Goal of the exercise:
Copy out the rows again without any change, beginning with the first one and ending after the line that contains "pixel 536 72". Leave the pictures out of your answer.

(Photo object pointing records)
------------------------------

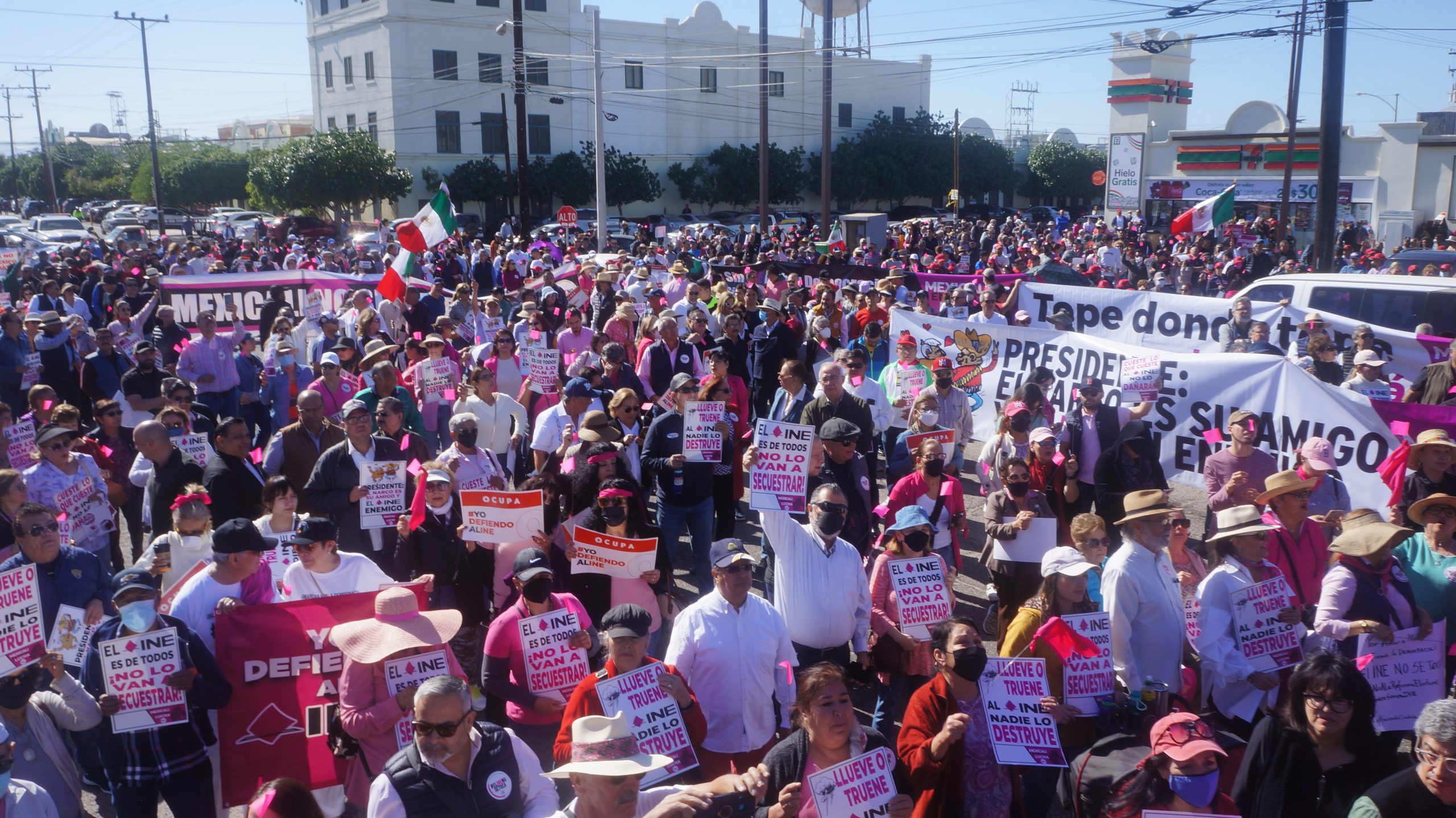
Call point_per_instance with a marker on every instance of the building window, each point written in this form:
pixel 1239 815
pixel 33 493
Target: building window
pixel 448 131
pixel 446 66
pixel 493 134
pixel 490 67
pixel 537 133
pixel 536 72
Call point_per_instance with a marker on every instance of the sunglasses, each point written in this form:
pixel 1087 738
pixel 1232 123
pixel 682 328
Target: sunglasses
pixel 445 731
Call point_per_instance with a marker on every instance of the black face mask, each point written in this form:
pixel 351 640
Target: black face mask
pixel 918 540
pixel 537 590
pixel 970 663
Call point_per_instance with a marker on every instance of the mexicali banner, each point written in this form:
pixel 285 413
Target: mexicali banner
pixel 1190 324
pixel 1200 392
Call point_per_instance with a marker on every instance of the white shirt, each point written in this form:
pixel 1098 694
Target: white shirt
pixel 537 791
pixel 823 597
pixel 1145 606
pixel 731 660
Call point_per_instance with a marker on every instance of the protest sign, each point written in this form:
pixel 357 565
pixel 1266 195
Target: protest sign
pixel 1087 680
pixel 284 674
pixel 859 788
pixel 701 440
pixel 22 634
pixel 71 635
pixel 919 585
pixel 501 517
pixel 134 670
pixel 21 444
pixel 656 718
pixel 779 481
pixel 615 556
pixel 408 671
pixel 1264 641
pixel 1028 545
pixel 1021 731
pixel 1200 394
pixel 552 666
pixel 1142 377
pixel 1405 674
pixel 197 447
pixel 385 503
pixel 544 367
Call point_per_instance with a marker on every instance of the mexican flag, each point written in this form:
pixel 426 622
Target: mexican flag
pixel 435 223
pixel 1206 214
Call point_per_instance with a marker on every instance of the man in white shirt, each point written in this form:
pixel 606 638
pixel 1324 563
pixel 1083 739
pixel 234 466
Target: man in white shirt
pixel 734 650
pixel 1142 597
pixel 453 757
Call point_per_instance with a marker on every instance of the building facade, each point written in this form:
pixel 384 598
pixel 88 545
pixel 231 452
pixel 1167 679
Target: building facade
pixel 432 79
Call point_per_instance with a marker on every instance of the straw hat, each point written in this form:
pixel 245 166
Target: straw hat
pixel 1369 539
pixel 603 746
pixel 1414 513
pixel 1151 503
pixel 1283 484
pixel 398 625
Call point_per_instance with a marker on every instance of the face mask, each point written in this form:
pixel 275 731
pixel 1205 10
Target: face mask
pixel 537 590
pixel 615 514
pixel 970 663
pixel 829 524
pixel 139 616
pixel 1197 791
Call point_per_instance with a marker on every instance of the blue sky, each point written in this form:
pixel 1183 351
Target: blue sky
pixel 220 61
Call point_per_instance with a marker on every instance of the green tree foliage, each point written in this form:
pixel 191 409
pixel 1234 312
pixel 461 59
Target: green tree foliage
pixel 334 171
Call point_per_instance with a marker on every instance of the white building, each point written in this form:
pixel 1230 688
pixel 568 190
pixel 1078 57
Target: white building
pixel 428 76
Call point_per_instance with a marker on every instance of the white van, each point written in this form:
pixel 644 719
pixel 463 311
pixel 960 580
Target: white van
pixel 1398 301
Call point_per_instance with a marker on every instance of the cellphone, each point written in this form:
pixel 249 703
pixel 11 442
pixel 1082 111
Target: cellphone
pixel 730 805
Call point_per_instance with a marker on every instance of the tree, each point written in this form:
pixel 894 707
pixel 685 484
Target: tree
pixel 332 171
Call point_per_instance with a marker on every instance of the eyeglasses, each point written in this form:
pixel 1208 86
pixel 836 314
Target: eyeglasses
pixel 445 731
pixel 1333 705
pixel 37 530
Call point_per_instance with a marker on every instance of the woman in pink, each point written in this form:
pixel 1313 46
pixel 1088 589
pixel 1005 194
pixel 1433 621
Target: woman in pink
pixel 1298 546
pixel 367 709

------------------------------

Answer to this task:
Call point_per_instance with a marker on every instance of the building window, each point written in this form:
pixel 1239 815
pixel 33 493
Target: building window
pixel 448 131
pixel 446 66
pixel 493 134
pixel 490 67
pixel 537 133
pixel 536 72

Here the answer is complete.